Rewrite the dog-treat thread between "I usually always" and "the above treats.", inclusive, changing "sirloin burgers" to "turkey burgers".

_Text section_
** BEGIN **

# High value treats? What do you use with great success?



## mdoats (Jun 7, 2007)

High value treats for Rookie include: cheese, dried liver, and chicken. I give him hot dogs on occasion, but Rookie doesn't consider them high value treats. I don't cook them. I just cut them up into tiny pieces. The thing I don't like about using hot dogs is that it's harder to get the smell off your hands than it is with other treats.


----------



## missmarstar (Jul 22, 2007)

Mine value any treats they don't get on a regular basis. It could be a piece of cheese, a spoonful of mashed potatoes or cream cheese or sour cream (they're not picky!), a strawberry or raspberry... usually I'll just dig through my fridge and find something for em LOL


----------



## Selli-Belle (Jan 28, 2009)

For Selli, high value treats are usually what the other person has!


----------



## Emma&Tilly (May 15, 2005)

The absolute ultimate is homemade liver cake for my dogs. It's basically liver, flour, egg and garlic whizzed in a blender and baked for about 10 minues...gross to make but never fails!


----------



## goldensmum (Oct 23, 2007)

I cheat, I buy liver treats - dogs love 'em


----------



## GoldenJoyx'stwo (Feb 25, 2007)

Freeze dried liver treats!


----------



## Bock (Jun 23, 2008)

cheese, uncooked hotdogs, liver treats, and my dogs really like lamb stuff (lam lung, tripe, trachea).


----------



## sammydog (Aug 23, 2008)

I usually always have a few bags of Zukes Mini Naturals on hand in case I don't have any time to prepare (or forgot the night before). I also use those Natural Balance rolls and cut them into cubes. When I do prepare food I like to cook pre-made sirloin burgers. They are really easy to cook/boil then slice into cubes. Also I will also boil chicken breast. One thing you can do is boil a few at a time and stick them in the fridge for a few days and slice them as you need them.

If I am going to a class or somewhere where there is a LOT of distractions I always take a mixed bag of the above treats.

For agility trials I also bring a few blueberries or a bananna and give the kids each a slice after a run. They LOVE that!


----------



## hotel4dogs (Sep 29, 2008)

** END **

_Supplied data_
** BEGIN **

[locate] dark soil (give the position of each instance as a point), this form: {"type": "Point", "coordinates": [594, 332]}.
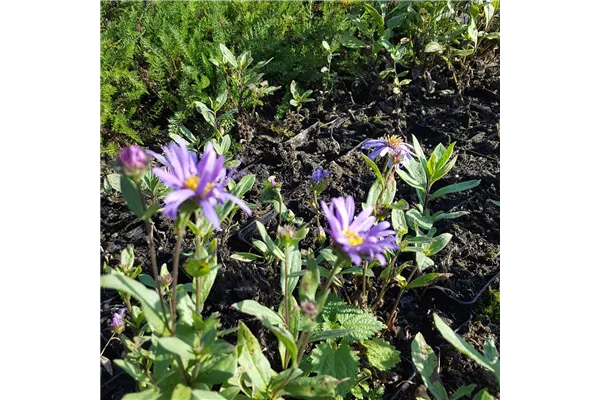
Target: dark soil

** END **

_Full answer_
I usually always have a few bags of Zukes Mini Naturals on hand in case I don't have any time to prepare (or forgot the night before). I also use those Natural Balance rolls and cut them into cubes. When I do prepare food I like to cook pre-made turkey burgers. They are really easy to cook/boil then slice into cubes. Also I will also boil chicken breast. One thing you can do is boil a few at a time and stick them in the fridge for a few days and slice them as you need them.

If I am going to a class or somewhere where there is a LOT of distractions I always take a mixed bag of the above treats.